━━━ RECORD EXCERPTS

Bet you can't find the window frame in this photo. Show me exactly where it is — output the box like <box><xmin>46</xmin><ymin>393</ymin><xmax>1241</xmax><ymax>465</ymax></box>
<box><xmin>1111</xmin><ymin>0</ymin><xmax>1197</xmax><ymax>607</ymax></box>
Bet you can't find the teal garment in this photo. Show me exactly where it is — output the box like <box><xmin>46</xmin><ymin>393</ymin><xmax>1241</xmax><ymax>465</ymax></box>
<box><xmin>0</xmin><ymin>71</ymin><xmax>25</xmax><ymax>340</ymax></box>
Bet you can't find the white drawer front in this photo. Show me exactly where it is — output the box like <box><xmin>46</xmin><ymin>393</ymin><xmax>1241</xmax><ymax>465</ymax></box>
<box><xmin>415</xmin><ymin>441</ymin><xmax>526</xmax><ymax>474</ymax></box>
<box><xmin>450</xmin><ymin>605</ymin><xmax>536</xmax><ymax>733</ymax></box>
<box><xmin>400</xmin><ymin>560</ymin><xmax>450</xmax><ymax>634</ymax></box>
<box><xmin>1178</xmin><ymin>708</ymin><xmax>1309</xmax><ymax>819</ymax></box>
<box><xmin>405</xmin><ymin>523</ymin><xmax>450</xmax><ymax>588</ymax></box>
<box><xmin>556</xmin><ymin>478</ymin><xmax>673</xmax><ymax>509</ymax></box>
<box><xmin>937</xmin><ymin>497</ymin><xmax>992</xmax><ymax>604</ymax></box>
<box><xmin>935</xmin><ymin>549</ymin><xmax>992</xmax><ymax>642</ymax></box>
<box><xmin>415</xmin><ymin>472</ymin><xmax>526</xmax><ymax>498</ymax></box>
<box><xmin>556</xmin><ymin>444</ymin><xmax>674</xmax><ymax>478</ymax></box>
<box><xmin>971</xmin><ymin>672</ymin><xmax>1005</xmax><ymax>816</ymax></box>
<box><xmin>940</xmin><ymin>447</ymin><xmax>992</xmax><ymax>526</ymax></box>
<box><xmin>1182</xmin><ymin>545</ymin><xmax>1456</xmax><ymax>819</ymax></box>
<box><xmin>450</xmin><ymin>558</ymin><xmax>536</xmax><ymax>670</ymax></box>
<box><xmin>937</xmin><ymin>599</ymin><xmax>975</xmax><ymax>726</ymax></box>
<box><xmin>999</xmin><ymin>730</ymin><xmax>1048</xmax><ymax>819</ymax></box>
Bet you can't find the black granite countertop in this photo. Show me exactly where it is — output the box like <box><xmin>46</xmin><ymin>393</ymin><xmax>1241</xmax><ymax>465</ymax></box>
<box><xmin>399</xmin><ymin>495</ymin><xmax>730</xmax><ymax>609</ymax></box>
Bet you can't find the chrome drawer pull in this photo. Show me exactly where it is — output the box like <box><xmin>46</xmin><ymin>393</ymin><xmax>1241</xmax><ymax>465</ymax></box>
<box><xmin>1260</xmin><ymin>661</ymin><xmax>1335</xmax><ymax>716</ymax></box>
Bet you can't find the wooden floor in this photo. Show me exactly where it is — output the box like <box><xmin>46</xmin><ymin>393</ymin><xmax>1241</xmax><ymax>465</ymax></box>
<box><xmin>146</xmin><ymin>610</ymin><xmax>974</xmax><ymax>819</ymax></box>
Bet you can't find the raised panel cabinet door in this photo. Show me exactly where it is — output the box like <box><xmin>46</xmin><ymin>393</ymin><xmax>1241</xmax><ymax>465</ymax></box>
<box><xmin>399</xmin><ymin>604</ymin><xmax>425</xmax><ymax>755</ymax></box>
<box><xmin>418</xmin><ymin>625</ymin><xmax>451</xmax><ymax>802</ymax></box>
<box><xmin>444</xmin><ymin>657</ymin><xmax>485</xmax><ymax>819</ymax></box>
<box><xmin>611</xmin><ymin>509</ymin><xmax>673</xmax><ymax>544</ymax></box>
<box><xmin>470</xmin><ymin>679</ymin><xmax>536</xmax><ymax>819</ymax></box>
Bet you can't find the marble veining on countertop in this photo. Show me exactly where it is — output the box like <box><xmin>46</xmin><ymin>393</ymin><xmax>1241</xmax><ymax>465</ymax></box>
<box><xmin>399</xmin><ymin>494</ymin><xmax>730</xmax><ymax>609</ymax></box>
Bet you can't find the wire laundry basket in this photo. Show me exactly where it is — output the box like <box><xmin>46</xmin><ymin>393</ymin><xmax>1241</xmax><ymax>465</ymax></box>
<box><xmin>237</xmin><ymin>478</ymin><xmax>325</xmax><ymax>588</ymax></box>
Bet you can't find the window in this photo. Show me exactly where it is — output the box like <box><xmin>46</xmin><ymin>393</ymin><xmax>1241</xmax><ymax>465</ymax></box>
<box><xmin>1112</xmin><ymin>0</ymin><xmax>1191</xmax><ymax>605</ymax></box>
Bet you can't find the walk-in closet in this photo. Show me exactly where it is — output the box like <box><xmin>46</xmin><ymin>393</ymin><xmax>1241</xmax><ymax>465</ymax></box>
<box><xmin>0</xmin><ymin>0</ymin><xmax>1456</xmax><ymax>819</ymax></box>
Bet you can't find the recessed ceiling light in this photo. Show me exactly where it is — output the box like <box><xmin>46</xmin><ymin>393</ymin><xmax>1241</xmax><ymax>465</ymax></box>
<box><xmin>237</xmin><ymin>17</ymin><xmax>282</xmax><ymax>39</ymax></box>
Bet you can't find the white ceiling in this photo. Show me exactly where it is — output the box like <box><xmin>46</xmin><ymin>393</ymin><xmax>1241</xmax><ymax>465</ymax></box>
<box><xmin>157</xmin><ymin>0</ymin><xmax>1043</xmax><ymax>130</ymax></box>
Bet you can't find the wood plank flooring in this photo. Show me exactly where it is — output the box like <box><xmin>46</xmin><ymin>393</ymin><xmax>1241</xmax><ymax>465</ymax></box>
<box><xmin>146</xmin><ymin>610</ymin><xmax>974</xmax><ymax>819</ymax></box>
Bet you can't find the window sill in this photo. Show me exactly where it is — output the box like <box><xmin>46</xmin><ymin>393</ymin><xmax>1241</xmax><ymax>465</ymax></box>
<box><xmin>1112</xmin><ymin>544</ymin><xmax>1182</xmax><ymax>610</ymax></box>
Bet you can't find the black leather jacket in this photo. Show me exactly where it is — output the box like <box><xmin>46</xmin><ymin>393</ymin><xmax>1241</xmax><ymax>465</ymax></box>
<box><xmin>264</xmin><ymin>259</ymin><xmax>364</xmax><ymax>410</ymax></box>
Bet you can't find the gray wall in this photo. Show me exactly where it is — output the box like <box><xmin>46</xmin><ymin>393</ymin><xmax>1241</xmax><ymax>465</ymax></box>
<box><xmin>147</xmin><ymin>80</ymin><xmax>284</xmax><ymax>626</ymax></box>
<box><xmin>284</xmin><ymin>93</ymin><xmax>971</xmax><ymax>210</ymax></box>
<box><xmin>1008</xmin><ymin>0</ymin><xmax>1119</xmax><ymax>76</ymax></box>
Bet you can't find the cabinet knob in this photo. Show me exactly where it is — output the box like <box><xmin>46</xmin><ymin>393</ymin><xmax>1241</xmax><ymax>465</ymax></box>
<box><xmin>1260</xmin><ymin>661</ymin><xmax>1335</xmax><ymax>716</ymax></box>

━━━━━━

# WHAT TO PRODUCE
Quote each line above in full, word for word.

# TASK RESPONSE
Bet you can't find the window frame in this photo. Show me exactly where it is — output the box like <box><xmin>46</xmin><ymin>393</ymin><xmax>1241</xmax><ymax>465</ymax></box>
<box><xmin>1111</xmin><ymin>0</ymin><xmax>1197</xmax><ymax>607</ymax></box>
Bet you can't find the teal garment in this photo. Show me exactly where it is — output the box like <box><xmin>46</xmin><ymin>393</ymin><xmax>1241</xmax><ymax>465</ymax></box>
<box><xmin>0</xmin><ymin>71</ymin><xmax>25</xmax><ymax>340</ymax></box>
Bet you can't find the white drawer front in this photo. Show me exactly where it is — output the box like <box><xmin>46</xmin><ymin>393</ymin><xmax>1241</xmax><ymax>465</ymax></box>
<box><xmin>415</xmin><ymin>441</ymin><xmax>526</xmax><ymax>474</ymax></box>
<box><xmin>450</xmin><ymin>605</ymin><xmax>536</xmax><ymax>733</ymax></box>
<box><xmin>400</xmin><ymin>560</ymin><xmax>450</xmax><ymax>634</ymax></box>
<box><xmin>1178</xmin><ymin>708</ymin><xmax>1309</xmax><ymax>819</ymax></box>
<box><xmin>405</xmin><ymin>523</ymin><xmax>450</xmax><ymax>588</ymax></box>
<box><xmin>556</xmin><ymin>478</ymin><xmax>673</xmax><ymax>509</ymax></box>
<box><xmin>937</xmin><ymin>497</ymin><xmax>992</xmax><ymax>604</ymax></box>
<box><xmin>935</xmin><ymin>549</ymin><xmax>992</xmax><ymax>642</ymax></box>
<box><xmin>415</xmin><ymin>472</ymin><xmax>526</xmax><ymax>498</ymax></box>
<box><xmin>556</xmin><ymin>444</ymin><xmax>674</xmax><ymax>478</ymax></box>
<box><xmin>971</xmin><ymin>672</ymin><xmax>1005</xmax><ymax>816</ymax></box>
<box><xmin>940</xmin><ymin>447</ymin><xmax>992</xmax><ymax>526</ymax></box>
<box><xmin>1182</xmin><ymin>545</ymin><xmax>1456</xmax><ymax>819</ymax></box>
<box><xmin>450</xmin><ymin>558</ymin><xmax>536</xmax><ymax>670</ymax></box>
<box><xmin>937</xmin><ymin>599</ymin><xmax>975</xmax><ymax>726</ymax></box>
<box><xmin>999</xmin><ymin>730</ymin><xmax>1048</xmax><ymax>819</ymax></box>
Bet you can't find the black granite countertop in this photo. Show me exactly where it is — output the box like <box><xmin>46</xmin><ymin>393</ymin><xmax>1241</xmax><ymax>465</ymax></box>
<box><xmin>399</xmin><ymin>495</ymin><xmax>730</xmax><ymax>609</ymax></box>
Bet you can't find the chrome drawer pull in this photo. Show me exactly where it is — output the box like <box><xmin>46</xmin><ymin>393</ymin><xmax>1241</xmax><ymax>465</ymax></box>
<box><xmin>1260</xmin><ymin>661</ymin><xmax>1335</xmax><ymax>716</ymax></box>
Bet you can't find the wooden floor in this photo. Show me exactly where it is — output the box like <box><xmin>46</xmin><ymin>393</ymin><xmax>1241</xmax><ymax>465</ymax></box>
<box><xmin>146</xmin><ymin>610</ymin><xmax>974</xmax><ymax>819</ymax></box>
Bet you can't find the raised panel cabinet door in this photo. Show me exactly where it is — output the box like <box><xmin>46</xmin><ymin>393</ymin><xmax>1241</xmax><ymax>465</ymax></box>
<box><xmin>399</xmin><ymin>604</ymin><xmax>425</xmax><ymax>755</ymax></box>
<box><xmin>418</xmin><ymin>625</ymin><xmax>451</xmax><ymax>802</ymax></box>
<box><xmin>444</xmin><ymin>657</ymin><xmax>485</xmax><ymax>819</ymax></box>
<box><xmin>611</xmin><ymin>509</ymin><xmax>673</xmax><ymax>544</ymax></box>
<box><xmin>470</xmin><ymin>679</ymin><xmax>536</xmax><ymax>819</ymax></box>
Bet you can't find the marble veining on countertop in this photo. Show me exactly where it is — output the box like <box><xmin>46</xmin><ymin>393</ymin><xmax>1241</xmax><ymax>465</ymax></box>
<box><xmin>399</xmin><ymin>494</ymin><xmax>730</xmax><ymax>609</ymax></box>
Bet you can't find the wire laundry basket in this photo. Show me exactly where it is — output the box like <box><xmin>46</xmin><ymin>393</ymin><xmax>1241</xmax><ymax>465</ymax></box>
<box><xmin>237</xmin><ymin>478</ymin><xmax>325</xmax><ymax>588</ymax></box>
Bet you can't find the window in this photo. Show me exactly where it is — output the box like <box><xmin>46</xmin><ymin>393</ymin><xmax>1241</xmax><ymax>465</ymax></box>
<box><xmin>1112</xmin><ymin>0</ymin><xmax>1191</xmax><ymax>605</ymax></box>
Bet you can't find the walk-in closet in this photo. Show me exactly where it is — output the box like <box><xmin>46</xmin><ymin>393</ymin><xmax>1241</xmax><ymax>465</ymax></box>
<box><xmin>0</xmin><ymin>0</ymin><xmax>1456</xmax><ymax>819</ymax></box>
Bet you can't find the recessed ceiling light in this photo. Show me exactly where it is — output the box like <box><xmin>46</xmin><ymin>393</ymin><xmax>1241</xmax><ymax>465</ymax></box>
<box><xmin>237</xmin><ymin>17</ymin><xmax>282</xmax><ymax>39</ymax></box>
Bet you can't find the white ceiling in this photo. Show me exactly where it is — output the box like <box><xmin>46</xmin><ymin>393</ymin><xmax>1241</xmax><ymax>465</ymax></box>
<box><xmin>157</xmin><ymin>0</ymin><xmax>1043</xmax><ymax>130</ymax></box>
Bet you can't find the wood plank flooring in this photo. Show me exactly where it is — output the box like <box><xmin>46</xmin><ymin>393</ymin><xmax>1241</xmax><ymax>465</ymax></box>
<box><xmin>146</xmin><ymin>610</ymin><xmax>974</xmax><ymax>819</ymax></box>
Bet you can't find the window sill in this photo. Show me exactly where it is — output the box like <box><xmin>46</xmin><ymin>393</ymin><xmax>1241</xmax><ymax>465</ymax></box>
<box><xmin>1112</xmin><ymin>544</ymin><xmax>1182</xmax><ymax>610</ymax></box>
Bet you can't find the black leather jacket in this photo. Show me exactly where it is — output the box like <box><xmin>46</xmin><ymin>393</ymin><xmax>1241</xmax><ymax>465</ymax></box>
<box><xmin>264</xmin><ymin>259</ymin><xmax>364</xmax><ymax>410</ymax></box>
Bet you can't find the gray wall in this photo. Show me exactly where it is — output the box like <box><xmin>46</xmin><ymin>393</ymin><xmax>1241</xmax><ymax>465</ymax></box>
<box><xmin>147</xmin><ymin>80</ymin><xmax>284</xmax><ymax>626</ymax></box>
<box><xmin>284</xmin><ymin>93</ymin><xmax>971</xmax><ymax>210</ymax></box>
<box><xmin>1008</xmin><ymin>0</ymin><xmax>1119</xmax><ymax>76</ymax></box>
Bet you can't find the cabinet knob in this photo. Show me exactly where it is — output the box like <box><xmin>46</xmin><ymin>393</ymin><xmax>1241</xmax><ymax>465</ymax></box>
<box><xmin>1260</xmin><ymin>661</ymin><xmax>1335</xmax><ymax>716</ymax></box>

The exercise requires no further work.